> **Prompt**
Report each line of the material below where the word "shrub" can be found.

> **Recorded information**

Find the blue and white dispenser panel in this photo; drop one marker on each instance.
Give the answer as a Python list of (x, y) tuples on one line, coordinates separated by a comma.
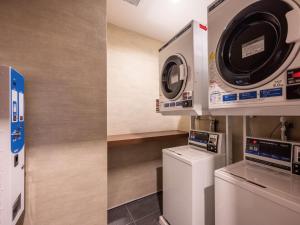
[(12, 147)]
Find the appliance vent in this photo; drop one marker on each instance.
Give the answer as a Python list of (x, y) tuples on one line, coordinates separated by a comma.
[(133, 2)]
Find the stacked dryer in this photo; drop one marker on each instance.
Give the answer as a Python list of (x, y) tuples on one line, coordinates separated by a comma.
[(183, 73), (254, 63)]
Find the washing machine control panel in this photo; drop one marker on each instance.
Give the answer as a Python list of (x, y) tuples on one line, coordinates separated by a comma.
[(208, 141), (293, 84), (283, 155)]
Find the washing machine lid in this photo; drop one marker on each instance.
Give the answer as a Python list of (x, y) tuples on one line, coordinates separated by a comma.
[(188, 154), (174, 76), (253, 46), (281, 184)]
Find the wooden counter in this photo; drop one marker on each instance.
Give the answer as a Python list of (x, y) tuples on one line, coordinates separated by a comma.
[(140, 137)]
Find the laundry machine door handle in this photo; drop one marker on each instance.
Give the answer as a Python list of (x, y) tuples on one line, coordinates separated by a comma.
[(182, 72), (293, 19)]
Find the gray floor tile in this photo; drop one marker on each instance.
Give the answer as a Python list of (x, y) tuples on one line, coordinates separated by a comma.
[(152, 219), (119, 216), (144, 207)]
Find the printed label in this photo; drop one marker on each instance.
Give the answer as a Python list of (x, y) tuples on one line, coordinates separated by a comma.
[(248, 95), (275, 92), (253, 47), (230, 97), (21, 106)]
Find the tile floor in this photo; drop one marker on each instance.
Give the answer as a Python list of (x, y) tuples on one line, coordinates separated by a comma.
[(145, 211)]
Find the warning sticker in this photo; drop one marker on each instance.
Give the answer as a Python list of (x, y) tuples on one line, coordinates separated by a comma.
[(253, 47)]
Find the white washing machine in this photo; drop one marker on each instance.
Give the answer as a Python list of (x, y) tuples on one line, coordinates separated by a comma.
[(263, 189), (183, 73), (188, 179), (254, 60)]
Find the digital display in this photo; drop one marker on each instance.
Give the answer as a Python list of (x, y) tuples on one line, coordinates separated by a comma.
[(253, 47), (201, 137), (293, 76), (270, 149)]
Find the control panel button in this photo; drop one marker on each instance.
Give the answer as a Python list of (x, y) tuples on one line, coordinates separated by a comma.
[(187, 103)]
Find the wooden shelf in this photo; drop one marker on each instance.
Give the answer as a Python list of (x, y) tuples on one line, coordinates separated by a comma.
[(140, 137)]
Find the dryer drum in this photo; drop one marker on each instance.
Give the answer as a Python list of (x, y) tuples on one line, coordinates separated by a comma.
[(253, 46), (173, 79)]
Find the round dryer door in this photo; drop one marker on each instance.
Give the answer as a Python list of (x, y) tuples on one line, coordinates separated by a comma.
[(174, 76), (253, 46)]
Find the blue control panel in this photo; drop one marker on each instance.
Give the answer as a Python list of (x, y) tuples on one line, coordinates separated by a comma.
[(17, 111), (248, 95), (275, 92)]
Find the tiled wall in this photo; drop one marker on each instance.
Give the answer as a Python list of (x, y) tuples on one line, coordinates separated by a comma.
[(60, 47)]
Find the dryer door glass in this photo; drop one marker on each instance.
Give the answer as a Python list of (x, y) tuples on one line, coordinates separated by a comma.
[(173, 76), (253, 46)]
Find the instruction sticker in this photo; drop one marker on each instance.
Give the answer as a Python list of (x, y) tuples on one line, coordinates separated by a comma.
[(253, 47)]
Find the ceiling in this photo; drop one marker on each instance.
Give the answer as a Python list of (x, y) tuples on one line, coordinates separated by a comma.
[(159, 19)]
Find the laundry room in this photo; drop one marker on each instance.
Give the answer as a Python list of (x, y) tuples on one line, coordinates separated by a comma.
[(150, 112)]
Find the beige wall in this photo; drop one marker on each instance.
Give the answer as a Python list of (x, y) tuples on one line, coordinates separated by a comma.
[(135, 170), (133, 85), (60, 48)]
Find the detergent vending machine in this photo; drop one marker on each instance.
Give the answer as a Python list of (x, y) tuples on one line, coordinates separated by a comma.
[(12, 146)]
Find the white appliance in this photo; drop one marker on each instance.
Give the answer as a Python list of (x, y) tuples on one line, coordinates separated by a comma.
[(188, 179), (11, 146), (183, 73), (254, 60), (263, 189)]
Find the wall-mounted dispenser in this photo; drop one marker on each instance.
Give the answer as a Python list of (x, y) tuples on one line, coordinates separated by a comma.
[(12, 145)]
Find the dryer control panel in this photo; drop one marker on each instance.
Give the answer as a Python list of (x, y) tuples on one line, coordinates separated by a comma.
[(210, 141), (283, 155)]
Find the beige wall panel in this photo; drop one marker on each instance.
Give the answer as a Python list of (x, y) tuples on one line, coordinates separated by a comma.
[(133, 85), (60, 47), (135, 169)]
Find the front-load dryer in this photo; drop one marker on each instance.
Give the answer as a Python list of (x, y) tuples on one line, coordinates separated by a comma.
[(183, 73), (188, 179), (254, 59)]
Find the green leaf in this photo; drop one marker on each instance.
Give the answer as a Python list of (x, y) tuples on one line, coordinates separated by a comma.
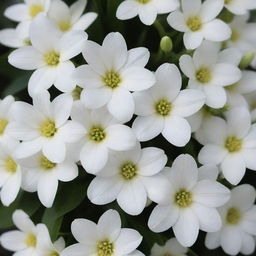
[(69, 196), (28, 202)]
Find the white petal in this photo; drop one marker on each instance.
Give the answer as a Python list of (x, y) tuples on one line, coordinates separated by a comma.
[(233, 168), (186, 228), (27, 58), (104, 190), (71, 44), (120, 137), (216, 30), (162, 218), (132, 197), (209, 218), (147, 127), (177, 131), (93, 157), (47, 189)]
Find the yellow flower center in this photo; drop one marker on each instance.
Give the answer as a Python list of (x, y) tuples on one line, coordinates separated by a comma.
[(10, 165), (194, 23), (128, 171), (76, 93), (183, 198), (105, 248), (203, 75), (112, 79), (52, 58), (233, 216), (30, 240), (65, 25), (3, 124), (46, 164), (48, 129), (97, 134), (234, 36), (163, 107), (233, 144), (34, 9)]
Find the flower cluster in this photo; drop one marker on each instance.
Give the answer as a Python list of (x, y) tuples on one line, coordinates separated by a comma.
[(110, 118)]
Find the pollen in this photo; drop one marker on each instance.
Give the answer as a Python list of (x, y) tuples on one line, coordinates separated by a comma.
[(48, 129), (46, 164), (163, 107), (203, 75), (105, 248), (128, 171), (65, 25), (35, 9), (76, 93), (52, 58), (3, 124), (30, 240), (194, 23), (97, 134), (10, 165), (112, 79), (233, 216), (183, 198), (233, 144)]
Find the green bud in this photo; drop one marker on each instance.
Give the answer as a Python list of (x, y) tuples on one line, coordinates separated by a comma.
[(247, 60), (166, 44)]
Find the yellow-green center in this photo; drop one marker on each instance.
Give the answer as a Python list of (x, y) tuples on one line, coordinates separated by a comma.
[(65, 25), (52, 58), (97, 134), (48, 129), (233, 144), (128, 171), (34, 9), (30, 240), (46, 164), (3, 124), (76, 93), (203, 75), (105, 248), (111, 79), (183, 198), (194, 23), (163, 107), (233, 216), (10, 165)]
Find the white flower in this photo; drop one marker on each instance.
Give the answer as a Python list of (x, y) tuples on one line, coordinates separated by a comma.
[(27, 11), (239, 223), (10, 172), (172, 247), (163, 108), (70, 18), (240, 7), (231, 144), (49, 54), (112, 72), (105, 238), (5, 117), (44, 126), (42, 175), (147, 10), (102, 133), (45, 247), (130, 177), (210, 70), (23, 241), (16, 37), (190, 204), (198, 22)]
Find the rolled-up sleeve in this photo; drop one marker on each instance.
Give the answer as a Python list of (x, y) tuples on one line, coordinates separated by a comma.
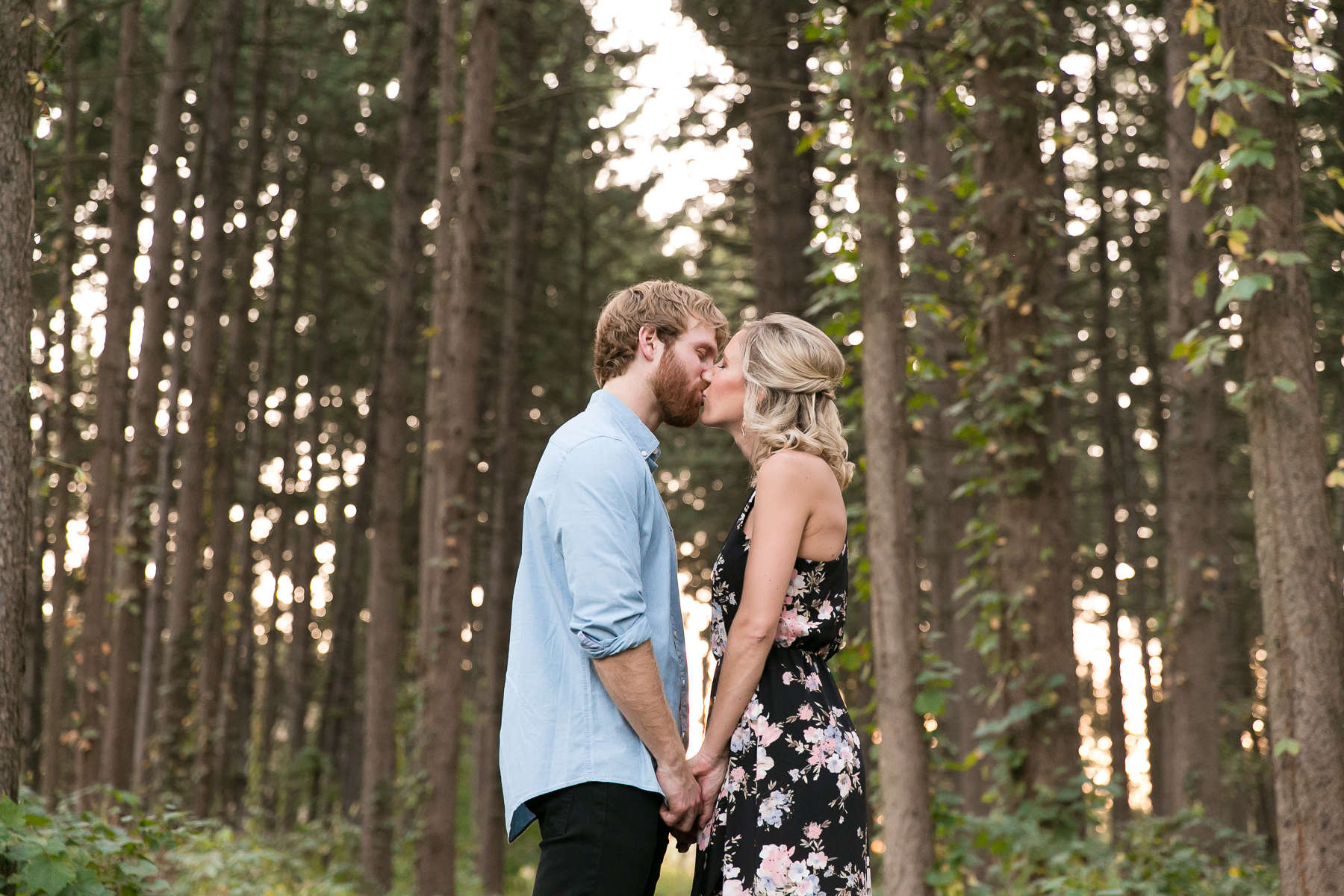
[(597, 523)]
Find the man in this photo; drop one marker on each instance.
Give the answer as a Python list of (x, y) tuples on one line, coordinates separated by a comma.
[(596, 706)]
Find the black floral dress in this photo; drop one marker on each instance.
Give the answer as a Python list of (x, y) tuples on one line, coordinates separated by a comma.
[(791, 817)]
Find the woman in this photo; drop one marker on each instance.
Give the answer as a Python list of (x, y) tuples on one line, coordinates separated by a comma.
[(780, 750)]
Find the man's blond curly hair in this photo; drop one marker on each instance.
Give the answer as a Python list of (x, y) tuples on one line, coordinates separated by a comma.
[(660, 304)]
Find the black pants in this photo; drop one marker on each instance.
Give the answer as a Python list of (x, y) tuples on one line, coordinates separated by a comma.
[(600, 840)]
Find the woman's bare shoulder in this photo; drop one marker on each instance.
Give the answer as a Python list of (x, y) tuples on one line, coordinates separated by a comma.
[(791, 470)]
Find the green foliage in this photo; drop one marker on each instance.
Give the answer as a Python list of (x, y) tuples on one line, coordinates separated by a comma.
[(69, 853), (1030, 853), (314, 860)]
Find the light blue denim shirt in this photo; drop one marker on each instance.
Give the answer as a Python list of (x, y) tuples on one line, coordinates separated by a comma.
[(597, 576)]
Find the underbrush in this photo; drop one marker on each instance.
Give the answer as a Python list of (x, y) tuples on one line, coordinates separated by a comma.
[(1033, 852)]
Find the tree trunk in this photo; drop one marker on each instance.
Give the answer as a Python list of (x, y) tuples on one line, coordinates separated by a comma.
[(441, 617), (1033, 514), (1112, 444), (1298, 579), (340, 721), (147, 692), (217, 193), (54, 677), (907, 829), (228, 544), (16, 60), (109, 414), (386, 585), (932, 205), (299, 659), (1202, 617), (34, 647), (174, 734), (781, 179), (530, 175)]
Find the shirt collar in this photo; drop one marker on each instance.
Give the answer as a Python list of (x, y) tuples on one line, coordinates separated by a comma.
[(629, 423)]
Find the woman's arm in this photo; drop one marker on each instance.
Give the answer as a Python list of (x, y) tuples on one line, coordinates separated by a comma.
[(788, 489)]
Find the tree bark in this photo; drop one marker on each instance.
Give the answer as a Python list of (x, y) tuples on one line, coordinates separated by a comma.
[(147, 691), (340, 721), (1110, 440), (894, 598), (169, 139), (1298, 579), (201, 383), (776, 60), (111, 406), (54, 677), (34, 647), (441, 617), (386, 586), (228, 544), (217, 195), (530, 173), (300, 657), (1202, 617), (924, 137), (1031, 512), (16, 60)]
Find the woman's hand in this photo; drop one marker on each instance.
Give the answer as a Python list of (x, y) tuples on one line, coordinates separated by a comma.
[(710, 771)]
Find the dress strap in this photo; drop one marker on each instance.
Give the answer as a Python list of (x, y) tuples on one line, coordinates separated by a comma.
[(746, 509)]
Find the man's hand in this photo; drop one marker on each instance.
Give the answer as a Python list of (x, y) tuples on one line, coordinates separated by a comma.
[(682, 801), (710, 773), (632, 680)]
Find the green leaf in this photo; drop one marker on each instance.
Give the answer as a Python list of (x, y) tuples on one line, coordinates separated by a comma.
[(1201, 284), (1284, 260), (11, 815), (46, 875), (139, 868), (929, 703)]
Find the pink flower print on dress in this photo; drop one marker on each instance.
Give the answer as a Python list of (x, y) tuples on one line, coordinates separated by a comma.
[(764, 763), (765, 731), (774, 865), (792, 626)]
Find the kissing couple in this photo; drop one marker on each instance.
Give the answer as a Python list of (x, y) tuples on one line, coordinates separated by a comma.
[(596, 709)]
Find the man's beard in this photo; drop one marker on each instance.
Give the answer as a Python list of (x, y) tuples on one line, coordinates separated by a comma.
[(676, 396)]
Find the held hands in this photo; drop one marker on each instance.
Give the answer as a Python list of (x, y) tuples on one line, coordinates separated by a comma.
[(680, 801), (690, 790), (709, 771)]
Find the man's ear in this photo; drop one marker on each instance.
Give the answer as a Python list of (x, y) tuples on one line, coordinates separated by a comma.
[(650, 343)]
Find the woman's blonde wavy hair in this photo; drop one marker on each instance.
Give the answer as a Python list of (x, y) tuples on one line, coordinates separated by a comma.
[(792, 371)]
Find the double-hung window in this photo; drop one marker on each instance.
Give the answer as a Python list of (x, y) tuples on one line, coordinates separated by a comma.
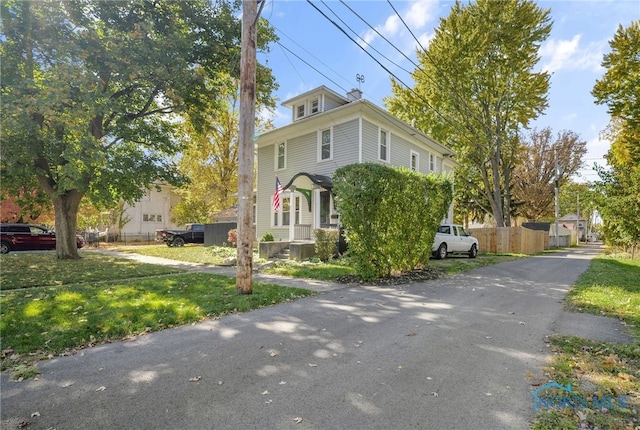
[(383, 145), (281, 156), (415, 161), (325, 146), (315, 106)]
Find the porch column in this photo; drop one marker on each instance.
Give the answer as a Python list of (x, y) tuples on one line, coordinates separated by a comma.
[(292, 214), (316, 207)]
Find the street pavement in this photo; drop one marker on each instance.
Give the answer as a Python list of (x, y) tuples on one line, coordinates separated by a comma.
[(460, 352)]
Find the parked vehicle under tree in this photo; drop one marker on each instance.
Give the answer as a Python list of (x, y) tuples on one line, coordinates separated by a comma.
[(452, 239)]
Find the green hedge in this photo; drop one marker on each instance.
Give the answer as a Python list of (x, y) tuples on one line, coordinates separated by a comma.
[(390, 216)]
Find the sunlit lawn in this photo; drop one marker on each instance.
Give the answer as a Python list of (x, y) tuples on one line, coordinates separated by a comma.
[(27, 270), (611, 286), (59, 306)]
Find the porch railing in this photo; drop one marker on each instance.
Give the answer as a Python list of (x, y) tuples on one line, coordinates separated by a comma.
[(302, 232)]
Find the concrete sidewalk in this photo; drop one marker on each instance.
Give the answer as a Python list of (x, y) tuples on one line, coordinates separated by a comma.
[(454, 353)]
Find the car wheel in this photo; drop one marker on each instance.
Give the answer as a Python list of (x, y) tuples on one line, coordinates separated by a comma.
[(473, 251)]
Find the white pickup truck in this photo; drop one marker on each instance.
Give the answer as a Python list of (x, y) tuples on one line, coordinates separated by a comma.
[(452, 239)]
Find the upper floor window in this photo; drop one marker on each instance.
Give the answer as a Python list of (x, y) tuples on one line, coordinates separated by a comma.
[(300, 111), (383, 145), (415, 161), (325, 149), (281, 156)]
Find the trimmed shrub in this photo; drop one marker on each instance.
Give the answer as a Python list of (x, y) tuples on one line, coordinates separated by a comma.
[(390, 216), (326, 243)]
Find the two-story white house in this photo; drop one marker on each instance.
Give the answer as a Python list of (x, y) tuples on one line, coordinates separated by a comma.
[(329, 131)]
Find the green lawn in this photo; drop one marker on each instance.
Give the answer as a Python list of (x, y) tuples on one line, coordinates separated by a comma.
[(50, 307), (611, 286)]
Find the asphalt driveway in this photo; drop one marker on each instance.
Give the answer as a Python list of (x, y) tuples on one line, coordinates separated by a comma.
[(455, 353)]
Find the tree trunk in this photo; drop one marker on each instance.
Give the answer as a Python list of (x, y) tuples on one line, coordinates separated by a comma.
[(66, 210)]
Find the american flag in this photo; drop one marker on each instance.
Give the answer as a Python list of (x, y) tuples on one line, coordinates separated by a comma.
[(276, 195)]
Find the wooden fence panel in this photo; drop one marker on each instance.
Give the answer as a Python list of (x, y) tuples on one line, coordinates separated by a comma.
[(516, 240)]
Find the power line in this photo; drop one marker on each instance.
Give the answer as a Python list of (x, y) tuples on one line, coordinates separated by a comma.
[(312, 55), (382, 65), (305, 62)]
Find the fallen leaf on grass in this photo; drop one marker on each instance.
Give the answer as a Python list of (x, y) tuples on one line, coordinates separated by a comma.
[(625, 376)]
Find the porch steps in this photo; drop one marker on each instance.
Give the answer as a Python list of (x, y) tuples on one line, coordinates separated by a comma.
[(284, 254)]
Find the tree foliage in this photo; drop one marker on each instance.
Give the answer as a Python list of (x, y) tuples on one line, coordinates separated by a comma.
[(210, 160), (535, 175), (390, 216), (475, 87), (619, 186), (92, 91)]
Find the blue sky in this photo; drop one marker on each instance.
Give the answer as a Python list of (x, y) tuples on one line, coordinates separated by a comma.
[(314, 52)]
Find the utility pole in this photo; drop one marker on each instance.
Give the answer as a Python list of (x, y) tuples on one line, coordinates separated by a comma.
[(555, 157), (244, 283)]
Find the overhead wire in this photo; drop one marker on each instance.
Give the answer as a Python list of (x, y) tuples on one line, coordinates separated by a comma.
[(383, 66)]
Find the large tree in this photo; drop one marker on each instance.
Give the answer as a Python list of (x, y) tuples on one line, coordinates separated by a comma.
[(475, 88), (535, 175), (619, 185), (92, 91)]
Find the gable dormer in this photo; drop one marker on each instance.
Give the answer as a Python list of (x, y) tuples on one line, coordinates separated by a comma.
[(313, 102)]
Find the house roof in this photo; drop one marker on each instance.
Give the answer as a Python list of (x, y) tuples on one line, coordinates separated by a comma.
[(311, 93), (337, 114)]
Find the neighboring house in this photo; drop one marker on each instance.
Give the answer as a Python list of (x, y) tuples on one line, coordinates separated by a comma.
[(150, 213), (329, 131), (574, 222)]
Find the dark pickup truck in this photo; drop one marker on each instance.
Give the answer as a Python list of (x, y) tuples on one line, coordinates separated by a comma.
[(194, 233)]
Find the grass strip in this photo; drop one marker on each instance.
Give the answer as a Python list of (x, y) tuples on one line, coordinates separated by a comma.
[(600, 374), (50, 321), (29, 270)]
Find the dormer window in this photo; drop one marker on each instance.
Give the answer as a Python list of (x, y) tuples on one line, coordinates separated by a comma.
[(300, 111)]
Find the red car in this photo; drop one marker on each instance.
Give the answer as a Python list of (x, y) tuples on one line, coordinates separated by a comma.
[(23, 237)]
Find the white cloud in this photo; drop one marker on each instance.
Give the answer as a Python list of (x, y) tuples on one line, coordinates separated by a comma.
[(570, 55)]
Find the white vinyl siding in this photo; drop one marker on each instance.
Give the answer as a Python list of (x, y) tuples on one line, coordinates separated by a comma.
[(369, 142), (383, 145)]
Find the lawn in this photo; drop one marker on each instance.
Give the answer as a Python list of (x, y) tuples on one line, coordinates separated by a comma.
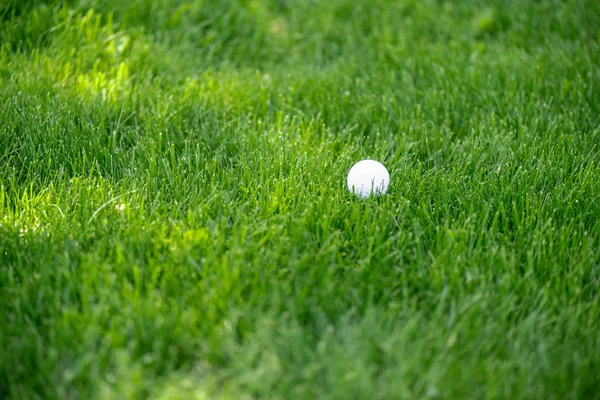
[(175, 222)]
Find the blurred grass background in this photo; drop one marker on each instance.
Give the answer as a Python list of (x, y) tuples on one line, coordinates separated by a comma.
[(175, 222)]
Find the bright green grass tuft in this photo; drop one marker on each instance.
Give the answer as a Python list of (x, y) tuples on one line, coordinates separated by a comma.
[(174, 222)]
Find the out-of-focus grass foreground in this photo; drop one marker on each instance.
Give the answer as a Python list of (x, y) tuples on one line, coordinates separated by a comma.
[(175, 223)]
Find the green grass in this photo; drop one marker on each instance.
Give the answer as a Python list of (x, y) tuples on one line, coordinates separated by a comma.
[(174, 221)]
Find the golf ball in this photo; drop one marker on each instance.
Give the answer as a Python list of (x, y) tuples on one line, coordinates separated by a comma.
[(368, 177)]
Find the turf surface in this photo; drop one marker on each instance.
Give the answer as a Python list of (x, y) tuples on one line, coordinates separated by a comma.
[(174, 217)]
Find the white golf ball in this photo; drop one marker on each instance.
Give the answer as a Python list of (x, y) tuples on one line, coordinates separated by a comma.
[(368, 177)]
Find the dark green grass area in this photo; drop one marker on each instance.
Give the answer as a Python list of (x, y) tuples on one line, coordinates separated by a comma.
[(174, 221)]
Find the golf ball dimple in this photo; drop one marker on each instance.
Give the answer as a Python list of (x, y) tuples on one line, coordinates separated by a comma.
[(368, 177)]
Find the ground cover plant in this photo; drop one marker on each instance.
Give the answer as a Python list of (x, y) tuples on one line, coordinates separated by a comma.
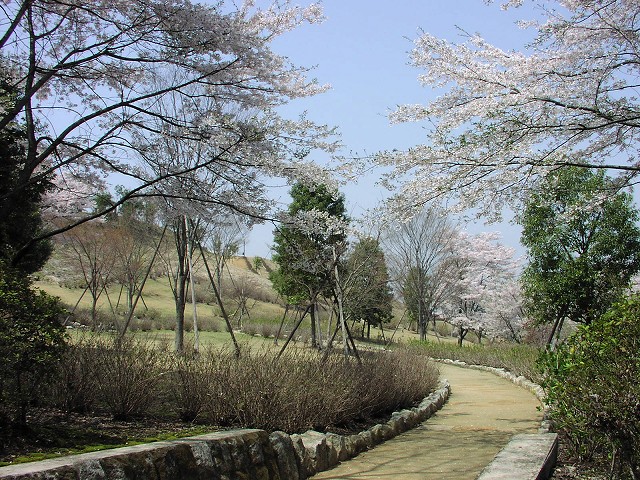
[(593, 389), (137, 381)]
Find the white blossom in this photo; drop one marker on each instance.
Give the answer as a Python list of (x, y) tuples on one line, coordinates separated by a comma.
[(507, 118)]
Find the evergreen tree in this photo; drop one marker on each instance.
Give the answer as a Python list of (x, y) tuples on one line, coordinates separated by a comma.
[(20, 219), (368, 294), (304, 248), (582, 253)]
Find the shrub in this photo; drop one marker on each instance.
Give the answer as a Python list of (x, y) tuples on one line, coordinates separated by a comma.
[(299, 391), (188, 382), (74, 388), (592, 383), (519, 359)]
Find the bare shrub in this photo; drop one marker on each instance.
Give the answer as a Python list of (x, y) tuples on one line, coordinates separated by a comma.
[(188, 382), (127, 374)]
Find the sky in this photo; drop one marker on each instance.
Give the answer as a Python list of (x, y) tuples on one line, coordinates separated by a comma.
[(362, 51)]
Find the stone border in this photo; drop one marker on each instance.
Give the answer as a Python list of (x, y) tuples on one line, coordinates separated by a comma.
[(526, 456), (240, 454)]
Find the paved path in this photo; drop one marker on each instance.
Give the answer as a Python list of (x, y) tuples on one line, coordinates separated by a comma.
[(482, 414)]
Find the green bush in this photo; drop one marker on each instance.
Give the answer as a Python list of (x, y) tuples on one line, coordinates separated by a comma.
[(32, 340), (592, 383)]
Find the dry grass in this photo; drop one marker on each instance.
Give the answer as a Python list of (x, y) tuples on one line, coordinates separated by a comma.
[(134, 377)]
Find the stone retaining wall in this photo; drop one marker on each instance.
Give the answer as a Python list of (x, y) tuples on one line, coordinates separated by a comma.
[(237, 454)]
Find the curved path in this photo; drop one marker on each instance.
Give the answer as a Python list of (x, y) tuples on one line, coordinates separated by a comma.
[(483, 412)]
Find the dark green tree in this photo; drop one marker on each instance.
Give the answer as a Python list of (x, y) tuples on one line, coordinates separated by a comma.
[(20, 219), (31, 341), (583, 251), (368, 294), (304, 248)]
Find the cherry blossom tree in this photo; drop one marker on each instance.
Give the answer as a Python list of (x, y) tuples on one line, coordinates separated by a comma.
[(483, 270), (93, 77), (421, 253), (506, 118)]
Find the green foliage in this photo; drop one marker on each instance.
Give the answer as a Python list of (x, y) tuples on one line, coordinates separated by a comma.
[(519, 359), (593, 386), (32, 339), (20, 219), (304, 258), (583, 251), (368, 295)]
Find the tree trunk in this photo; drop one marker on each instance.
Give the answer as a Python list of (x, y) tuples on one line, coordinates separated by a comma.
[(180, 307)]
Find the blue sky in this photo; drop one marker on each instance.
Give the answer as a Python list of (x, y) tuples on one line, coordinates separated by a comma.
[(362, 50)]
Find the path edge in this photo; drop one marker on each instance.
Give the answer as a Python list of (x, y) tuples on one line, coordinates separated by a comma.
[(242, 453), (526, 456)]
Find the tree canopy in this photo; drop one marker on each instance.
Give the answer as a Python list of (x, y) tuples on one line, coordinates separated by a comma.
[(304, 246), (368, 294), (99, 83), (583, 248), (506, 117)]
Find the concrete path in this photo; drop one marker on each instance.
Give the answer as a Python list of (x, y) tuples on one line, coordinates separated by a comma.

> **Exercise answer**
Find the trimmed shrub in this photo; drop one marker on each instance.
Find the shrub in this photo; drop one marker on each instance.
Find the bare shrub in this photo; drop one marker on each instance.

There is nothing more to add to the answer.